-- START --

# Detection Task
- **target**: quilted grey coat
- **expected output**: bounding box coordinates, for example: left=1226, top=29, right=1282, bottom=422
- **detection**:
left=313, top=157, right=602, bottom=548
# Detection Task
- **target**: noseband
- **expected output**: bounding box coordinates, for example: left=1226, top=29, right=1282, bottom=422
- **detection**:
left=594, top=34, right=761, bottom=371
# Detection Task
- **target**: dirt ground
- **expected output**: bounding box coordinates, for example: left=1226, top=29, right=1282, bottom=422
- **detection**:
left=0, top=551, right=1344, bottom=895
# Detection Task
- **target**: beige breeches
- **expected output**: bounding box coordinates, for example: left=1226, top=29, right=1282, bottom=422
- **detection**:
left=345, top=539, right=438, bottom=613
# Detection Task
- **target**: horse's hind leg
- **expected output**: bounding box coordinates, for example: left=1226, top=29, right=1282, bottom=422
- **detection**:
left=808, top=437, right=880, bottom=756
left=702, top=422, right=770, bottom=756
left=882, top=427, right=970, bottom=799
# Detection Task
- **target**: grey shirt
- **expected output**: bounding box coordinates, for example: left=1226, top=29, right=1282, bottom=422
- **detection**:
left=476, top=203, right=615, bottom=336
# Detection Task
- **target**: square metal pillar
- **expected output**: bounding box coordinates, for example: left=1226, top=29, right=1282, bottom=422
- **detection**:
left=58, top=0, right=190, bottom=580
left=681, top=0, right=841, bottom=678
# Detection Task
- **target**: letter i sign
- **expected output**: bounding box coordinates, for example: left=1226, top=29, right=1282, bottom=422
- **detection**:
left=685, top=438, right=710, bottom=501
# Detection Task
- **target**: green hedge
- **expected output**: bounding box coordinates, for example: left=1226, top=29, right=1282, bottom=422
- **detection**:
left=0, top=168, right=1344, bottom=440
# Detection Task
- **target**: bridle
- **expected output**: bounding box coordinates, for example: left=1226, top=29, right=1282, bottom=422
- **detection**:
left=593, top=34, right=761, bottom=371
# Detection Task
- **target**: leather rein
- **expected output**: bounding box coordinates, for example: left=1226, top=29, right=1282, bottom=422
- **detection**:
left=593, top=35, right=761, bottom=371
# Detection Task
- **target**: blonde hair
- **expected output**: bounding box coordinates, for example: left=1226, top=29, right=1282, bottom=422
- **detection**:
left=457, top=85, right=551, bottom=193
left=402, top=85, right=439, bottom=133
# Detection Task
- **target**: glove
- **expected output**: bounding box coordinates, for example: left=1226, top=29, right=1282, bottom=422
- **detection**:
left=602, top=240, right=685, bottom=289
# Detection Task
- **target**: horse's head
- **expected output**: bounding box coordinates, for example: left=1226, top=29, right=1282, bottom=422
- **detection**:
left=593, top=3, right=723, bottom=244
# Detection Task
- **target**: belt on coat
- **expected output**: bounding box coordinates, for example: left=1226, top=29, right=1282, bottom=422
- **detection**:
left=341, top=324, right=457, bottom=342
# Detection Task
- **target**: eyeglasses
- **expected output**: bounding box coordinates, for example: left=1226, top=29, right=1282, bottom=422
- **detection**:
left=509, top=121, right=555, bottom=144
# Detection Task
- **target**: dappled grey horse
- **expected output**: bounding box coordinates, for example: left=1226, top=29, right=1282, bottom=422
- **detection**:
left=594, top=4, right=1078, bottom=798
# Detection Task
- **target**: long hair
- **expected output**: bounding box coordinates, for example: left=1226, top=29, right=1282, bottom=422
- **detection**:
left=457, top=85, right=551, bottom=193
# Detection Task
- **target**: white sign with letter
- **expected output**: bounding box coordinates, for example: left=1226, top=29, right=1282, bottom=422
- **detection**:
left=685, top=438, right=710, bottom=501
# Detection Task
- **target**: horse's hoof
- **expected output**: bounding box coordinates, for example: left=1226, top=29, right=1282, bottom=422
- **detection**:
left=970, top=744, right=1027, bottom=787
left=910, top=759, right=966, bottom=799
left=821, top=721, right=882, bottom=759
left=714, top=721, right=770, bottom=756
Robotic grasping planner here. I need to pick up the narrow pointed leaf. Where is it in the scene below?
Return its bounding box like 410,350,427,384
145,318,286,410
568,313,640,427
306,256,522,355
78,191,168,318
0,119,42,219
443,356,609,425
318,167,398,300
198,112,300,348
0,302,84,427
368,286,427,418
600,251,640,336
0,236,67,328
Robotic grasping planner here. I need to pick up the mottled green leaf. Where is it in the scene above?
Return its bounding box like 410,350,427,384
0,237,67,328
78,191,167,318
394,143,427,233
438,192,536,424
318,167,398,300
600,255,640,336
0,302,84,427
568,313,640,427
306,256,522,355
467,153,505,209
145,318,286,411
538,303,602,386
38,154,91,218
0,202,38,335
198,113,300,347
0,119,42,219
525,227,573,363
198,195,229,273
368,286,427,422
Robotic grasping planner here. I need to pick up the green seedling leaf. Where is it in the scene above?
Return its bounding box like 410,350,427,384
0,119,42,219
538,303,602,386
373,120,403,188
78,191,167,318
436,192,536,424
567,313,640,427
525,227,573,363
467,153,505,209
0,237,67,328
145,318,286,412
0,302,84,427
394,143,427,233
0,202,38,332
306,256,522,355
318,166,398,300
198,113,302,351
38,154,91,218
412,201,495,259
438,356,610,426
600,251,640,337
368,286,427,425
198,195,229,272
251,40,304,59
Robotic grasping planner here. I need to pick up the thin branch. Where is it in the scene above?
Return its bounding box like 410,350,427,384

-- END --

▶ Work to complete
Go through all the items above and replace each "bounding box" with "rectangle". Leave every other part of the items unchanged.

▶ Finished task
# Detection Task
- **target**: quilted grey coat
- **expected output**: rectangle coordinates, for example: left=1226, top=29, right=1282, bottom=422
- **detection**:
left=313, top=157, right=602, bottom=548
# Detection Task
- **target**: noseband
- **expected output**: rectangle coordinates, for example: left=1226, top=29, right=1282, bottom=422
- **detection**:
left=594, top=34, right=761, bottom=371
# Detection Task
- **target**: dirt ground
- **expected output**: rectangle coordinates, for example: left=1226, top=29, right=1282, bottom=422
- **detection**:
left=0, top=551, right=1344, bottom=895
# Detection Task
- **target**: beige breeches
- **expected output**: rectangle coordinates, for example: left=1226, top=29, right=1282, bottom=422
- **detection**:
left=345, top=539, right=438, bottom=613
# Detection Task
- **target**: horse's hind leg
- **expected output**: rectangle coordinates, for example: left=1226, top=29, right=1282, bottom=422
- **detection**:
left=808, top=437, right=880, bottom=756
left=702, top=422, right=770, bottom=756
left=882, top=427, right=970, bottom=799
# Detection Task
- **target**: grey shirt
- **expected output**: rectangle coordinates, for example: left=1226, top=29, right=1282, bottom=422
- **detection**:
left=476, top=203, right=615, bottom=336
# Detection Task
- **target**: square metal pillar
- **expected output**: rectangle coordinates, for example: left=1226, top=29, right=1282, bottom=422
- **detection**:
left=58, top=0, right=190, bottom=580
left=681, top=0, right=841, bottom=678
# Detection Task
- **target**: letter i sign
- **expected output**: rectangle coordinates, for example: left=1226, top=29, right=1282, bottom=422
- **detection**:
left=685, top=438, right=710, bottom=501
# Detection Task
- **target**: green hedge
- **expected output**: rectangle coordinates, for example: left=1226, top=29, right=1282, bottom=422
- **detection**:
left=0, top=168, right=1344, bottom=440
# Detection Task
- **target**: bridle
- **expected output**: rectangle coordinates, for example: left=1226, top=29, right=1282, bottom=422
- **detection**:
left=593, top=34, right=761, bottom=371
# Detection Task
- **target**: leather rein
- **expected output**: rectangle coordinates, for example: left=1226, top=29, right=1282, bottom=422
- **detection**:
left=593, top=35, right=761, bottom=371
# Detection Task
- **target**: blonde hair
- **expected output**: rectangle coordinates, for example: left=1226, top=29, right=1282, bottom=422
- **detection**:
left=457, top=85, right=551, bottom=193
left=402, top=85, right=439, bottom=133
# Detection Task
- **target**: glove
- **expected output**: rectangle coordinates, for example: left=1226, top=29, right=1282, bottom=422
- **detection**:
left=602, top=240, right=685, bottom=289
# Detection Task
- **target**: horse's head
- **expected output**: rectangle coordinates, for example: left=1226, top=29, right=1282, bottom=422
- **detection**:
left=593, top=3, right=723, bottom=244
# Detection Task
- **target**: belt on coat
- **expected output**: rectangle coordinates, for example: left=1226, top=29, right=1282, bottom=422
- **detection**:
left=341, top=324, right=457, bottom=342
# Detection Task
- **target**: eyeglasses
- **expected output**: rectangle coordinates, for example: left=1226, top=29, right=1282, bottom=422
- **detection**:
left=509, top=121, right=555, bottom=144
# Detection Task
- **target**: dappled grey horse
- **expected output**: rectangle coordinates, for example: left=1226, top=29, right=1282, bottom=422
- **detection**:
left=594, top=4, right=1078, bottom=798
# Detection Task
- **target**: long hair
- **expected output**: rectangle coordinates, for example: left=1226, top=29, right=1282, bottom=422
- **detection**:
left=457, top=85, right=551, bottom=193
# Detection Task
- **target**: white sign with letter
- **expected output**: rectangle coordinates, for example: left=1226, top=29, right=1282, bottom=422
- **detection**:
left=685, top=438, right=710, bottom=501
# Detection Task
- **target**: horse's hoof
- **expected output**: rectangle coordinates, for example: left=1226, top=29, right=1282, bottom=422
- **detection**:
left=970, top=744, right=1027, bottom=787
left=910, top=759, right=966, bottom=799
left=821, top=721, right=882, bottom=759
left=714, top=721, right=770, bottom=756
Robotic grasping planner here. I need to pick up the narrow pointed leaf. Where is it in the scene below?
Return its rectangle like 410,350,427,384
145,318,286,410
568,313,640,427
306,256,522,355
78,191,168,318
0,119,42,219
443,356,609,425
318,167,398,300
198,112,300,348
0,302,84,427
368,286,427,418
600,251,640,336
0,236,67,328
Robotic grasping planner here. I need to pick up the mottled green leaf. Where is it in the scene above?
Return its rectangle like 410,350,427,384
0,237,67,328
78,191,167,318
394,143,427,233
438,192,536,424
318,167,398,300
600,255,640,336
0,302,84,427
568,313,640,427
306,256,522,355
467,153,505,209
145,318,286,411
538,303,602,386
38,154,91,218
0,202,38,335
198,113,300,347
0,119,42,219
525,227,573,363
198,195,229,273
368,286,427,422
Robotic grasping planner here. I need to pick up the green seedling leaf. Where is it in the scene above?
Return its rectangle like 410,350,427,384
0,119,42,219
538,303,602,386
373,120,403,188
78,191,167,318
436,192,536,424
567,313,640,427
525,227,573,363
467,153,505,209
0,237,67,328
145,318,286,412
0,302,84,427
394,143,427,233
0,202,38,332
306,256,522,355
318,166,398,300
198,113,302,351
38,154,91,218
412,201,495,259
438,356,610,426
600,251,640,337
368,286,427,425
198,195,229,272
251,40,304,59
Robotic grasping planner here. I need to pick up the thin branch. Where is it in the scene above?
Return its rectangle like 410,350,427,384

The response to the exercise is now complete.